> _Records for this task_

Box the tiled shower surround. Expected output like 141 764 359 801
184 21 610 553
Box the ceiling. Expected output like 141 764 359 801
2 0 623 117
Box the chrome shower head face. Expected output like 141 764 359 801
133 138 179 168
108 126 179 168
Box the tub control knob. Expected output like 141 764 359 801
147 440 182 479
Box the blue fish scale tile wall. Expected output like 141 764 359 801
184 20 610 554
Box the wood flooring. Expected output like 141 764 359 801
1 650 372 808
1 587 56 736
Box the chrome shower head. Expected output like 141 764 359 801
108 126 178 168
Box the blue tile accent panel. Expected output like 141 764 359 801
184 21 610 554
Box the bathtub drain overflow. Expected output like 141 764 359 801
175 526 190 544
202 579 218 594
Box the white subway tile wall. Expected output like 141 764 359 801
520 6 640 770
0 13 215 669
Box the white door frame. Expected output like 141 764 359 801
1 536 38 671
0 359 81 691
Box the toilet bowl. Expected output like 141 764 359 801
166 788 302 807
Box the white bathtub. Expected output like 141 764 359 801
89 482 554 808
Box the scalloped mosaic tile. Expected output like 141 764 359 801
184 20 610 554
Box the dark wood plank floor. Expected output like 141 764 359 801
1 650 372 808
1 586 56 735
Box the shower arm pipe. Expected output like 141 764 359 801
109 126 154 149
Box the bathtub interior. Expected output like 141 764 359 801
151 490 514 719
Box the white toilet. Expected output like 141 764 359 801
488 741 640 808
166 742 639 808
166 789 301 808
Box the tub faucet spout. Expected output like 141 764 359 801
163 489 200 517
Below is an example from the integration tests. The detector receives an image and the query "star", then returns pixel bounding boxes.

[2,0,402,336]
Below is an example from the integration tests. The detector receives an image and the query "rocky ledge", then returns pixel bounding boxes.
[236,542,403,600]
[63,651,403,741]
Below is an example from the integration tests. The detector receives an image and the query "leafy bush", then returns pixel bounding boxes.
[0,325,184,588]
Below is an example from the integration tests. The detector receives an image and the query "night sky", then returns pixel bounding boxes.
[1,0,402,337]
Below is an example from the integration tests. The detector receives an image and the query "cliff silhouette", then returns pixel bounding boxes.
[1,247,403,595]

> _What to work on_
Output, exactly and with nothing else, the lines from the line containing "Box the dark" to the end of the entries.

> _Answer to this task_
Box the dark wood plank floor. Expected output like 141 764 359 801
1 650 372 808
1 586 56 735
Box the shower arm pipe. Expected output like 141 764 359 801
109 126 154 149
Box the bathtub interior. Expected output like 141 764 359 801
151 490 514 719
Box the white toilet. Expected output like 141 764 359 801
488 741 640 808
166 742 639 808
166 789 301 808
Box the tub faucet spout. Expected output like 141 764 359 801
163 489 200 517
Below is an example from the integration tests. The detector receives an image and the query "star", then returns pixel bounding boxes.

[2,0,402,336]
Below is an example from the integration tests. The detector receives an image and the query "rocky ledge", then returns pixel bounding boxes.
[236,542,403,600]
[63,651,403,741]
Below is an example from the integration tests. The detector receives an image and the query "leafy bush", then returns pixel bounding boxes.
[0,325,184,588]
Below is an example from the integration tests. The detector receives an image and the query "night sky", then returns pixel bounding boxes.
[1,0,402,337]
Below is an example from the integration tests. The detector receives an image and the query "cliff silhouette", then returns pixel bounding boxes.
[1,247,403,595]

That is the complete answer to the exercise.